■ **Data provided**:
::::

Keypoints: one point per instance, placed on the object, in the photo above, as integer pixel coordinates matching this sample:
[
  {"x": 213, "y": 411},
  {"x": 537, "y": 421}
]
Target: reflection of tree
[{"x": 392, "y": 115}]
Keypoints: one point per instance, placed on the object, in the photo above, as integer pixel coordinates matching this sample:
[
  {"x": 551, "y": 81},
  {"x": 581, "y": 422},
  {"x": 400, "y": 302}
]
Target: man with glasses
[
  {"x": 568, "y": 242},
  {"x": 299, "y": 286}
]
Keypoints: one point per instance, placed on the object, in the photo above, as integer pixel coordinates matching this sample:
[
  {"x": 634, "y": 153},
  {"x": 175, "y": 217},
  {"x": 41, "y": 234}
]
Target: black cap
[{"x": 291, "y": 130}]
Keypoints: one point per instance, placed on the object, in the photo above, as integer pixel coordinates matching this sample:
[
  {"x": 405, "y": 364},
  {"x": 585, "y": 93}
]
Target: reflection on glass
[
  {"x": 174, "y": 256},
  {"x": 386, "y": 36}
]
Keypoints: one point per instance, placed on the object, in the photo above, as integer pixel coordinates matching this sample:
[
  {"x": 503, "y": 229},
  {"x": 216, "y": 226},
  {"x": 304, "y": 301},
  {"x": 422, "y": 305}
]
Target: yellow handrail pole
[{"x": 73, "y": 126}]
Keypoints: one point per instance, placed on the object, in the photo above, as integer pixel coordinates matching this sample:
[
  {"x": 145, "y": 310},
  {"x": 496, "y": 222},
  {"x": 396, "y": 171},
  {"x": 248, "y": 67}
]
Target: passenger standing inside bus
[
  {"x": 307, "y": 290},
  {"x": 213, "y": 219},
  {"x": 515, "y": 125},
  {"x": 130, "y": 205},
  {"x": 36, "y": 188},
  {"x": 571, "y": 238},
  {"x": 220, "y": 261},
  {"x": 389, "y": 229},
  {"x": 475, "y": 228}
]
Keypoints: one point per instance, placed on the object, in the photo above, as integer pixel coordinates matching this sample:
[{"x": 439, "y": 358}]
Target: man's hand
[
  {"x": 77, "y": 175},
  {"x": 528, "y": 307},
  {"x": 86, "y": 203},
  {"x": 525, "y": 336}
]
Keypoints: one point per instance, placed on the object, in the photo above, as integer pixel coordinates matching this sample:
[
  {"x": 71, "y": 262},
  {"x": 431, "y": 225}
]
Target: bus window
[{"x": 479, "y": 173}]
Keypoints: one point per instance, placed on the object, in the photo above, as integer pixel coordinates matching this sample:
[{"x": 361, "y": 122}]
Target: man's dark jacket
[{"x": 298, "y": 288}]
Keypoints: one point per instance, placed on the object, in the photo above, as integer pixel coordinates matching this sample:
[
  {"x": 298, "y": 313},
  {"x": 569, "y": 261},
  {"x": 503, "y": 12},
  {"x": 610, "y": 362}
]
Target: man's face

::::

■ **Task requirements**: Output the entries verbatim.

■ **Solution for this task**:
Keypoints: one point per instance, placed on the object, in the photo above, as integer pixel coordinates matching this sample:
[
  {"x": 213, "y": 411},
  {"x": 537, "y": 421}
]
Target: reflection of tree
[{"x": 392, "y": 115}]
Keypoints: one point per instance, placed on the object, in the photo above, as integer pixel coordinates matching this sample:
[
  {"x": 551, "y": 81},
  {"x": 581, "y": 422},
  {"x": 400, "y": 302}
]
Target: man with glasses
[
  {"x": 568, "y": 242},
  {"x": 299, "y": 286}
]
Keypoints: one point per instance, placed on the object, in the photo above, as integer pixel coordinates matching this sample:
[
  {"x": 634, "y": 153},
  {"x": 175, "y": 217},
  {"x": 41, "y": 234}
]
Target: black cap
[{"x": 291, "y": 130}]
Keypoints: one point per instance, placed on the object, in the photo above, as integer pixel coordinates matching this sample:
[
  {"x": 405, "y": 364},
  {"x": 585, "y": 93}
]
Target: reflection on glass
[
  {"x": 174, "y": 256},
  {"x": 386, "y": 36}
]
Keypoints: one point per instance, placed on the object, in the photo above, as integer pixel coordinates matching this sample:
[
  {"x": 503, "y": 229},
  {"x": 216, "y": 226},
  {"x": 304, "y": 301},
  {"x": 422, "y": 305}
]
Target: yellow handrail pole
[{"x": 73, "y": 126}]
Keypoints: one point per instance, placed on the object, in the photo above, as integer pixel coordinates matching this sample:
[
  {"x": 145, "y": 310},
  {"x": 496, "y": 222},
  {"x": 396, "y": 171},
  {"x": 248, "y": 67}
]
Target: passenger standing inside bus
[
  {"x": 307, "y": 290},
  {"x": 213, "y": 219},
  {"x": 515, "y": 125},
  {"x": 130, "y": 205},
  {"x": 36, "y": 188},
  {"x": 571, "y": 238},
  {"x": 220, "y": 261},
  {"x": 389, "y": 229},
  {"x": 475, "y": 228}
]
Keypoints: one point per instance, placed on the object, in the photo above, as integer pixel coordinates matching this sample:
[{"x": 439, "y": 358}]
Target: man's hand
[
  {"x": 77, "y": 175},
  {"x": 528, "y": 307},
  {"x": 86, "y": 203},
  {"x": 525, "y": 336}
]
Keypoints: one point per instance, placed on the object, in the photo above, as integer pixel coordinates matching this sample:
[
  {"x": 71, "y": 262},
  {"x": 431, "y": 225}
]
Target: bus window
[{"x": 479, "y": 173}]
Keypoints: one point per instance, placed on the object, in the photo above, as integer pixel coordinates matching this sample:
[{"x": 361, "y": 122}]
Target: man's dark jacket
[{"x": 298, "y": 288}]
Keypoints: one point per instance, placed on the object, in the photo above, as integer pixel coordinates matching this sample:
[
  {"x": 298, "y": 313},
  {"x": 569, "y": 261},
  {"x": 503, "y": 12},
  {"x": 610, "y": 362}
]
Target: man's face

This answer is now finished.